(DATA SECTION):
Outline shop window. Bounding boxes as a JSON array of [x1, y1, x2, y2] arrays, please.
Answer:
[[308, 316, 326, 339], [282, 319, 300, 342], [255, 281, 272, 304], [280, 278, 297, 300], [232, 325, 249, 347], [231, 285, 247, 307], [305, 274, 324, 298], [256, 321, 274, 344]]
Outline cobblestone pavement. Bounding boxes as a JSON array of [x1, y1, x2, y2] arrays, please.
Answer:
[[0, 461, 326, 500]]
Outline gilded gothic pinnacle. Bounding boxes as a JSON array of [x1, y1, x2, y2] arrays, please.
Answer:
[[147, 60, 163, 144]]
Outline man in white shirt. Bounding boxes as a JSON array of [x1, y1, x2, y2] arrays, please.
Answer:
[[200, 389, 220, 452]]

(TASK INSTRUCTIONS): Format every line of the items above as a Markdown table with the columns Row and Line, numbering each row and leaving out any blank lines.

(SOLUTION TO THIS PROBLEM):
| Row | Line |
|---|---|
| 1 | Outline shop window. Bounding boxes as a JSON array of [x1, y1, x2, y2] arrays, please. |
| 2 | Answer: |
| 3 | [[308, 316, 326, 339], [282, 319, 300, 342], [255, 281, 272, 304], [280, 278, 297, 300], [232, 325, 249, 347], [231, 285, 247, 307], [305, 274, 324, 298], [256, 321, 274, 344]] |
| 4 | Outline cobblestone pavement. Bounding boxes as a JSON array of [x1, y1, x2, y2] arrays, please. |
| 5 | Answer: |
| 6 | [[0, 461, 326, 500]] |
| 7 | Outline gilded gothic pinnacle. Bounding boxes as a JSON array of [x1, y1, x2, y2] arrays, please. |
| 8 | Answer: |
| 9 | [[147, 60, 163, 144]] |
| 10 | Outline man in white shirt. Bounding boxes as a JSON array of [x1, y1, x2, y2] arrays, please. |
| 11 | Answer: |
| 12 | [[200, 389, 220, 452]] |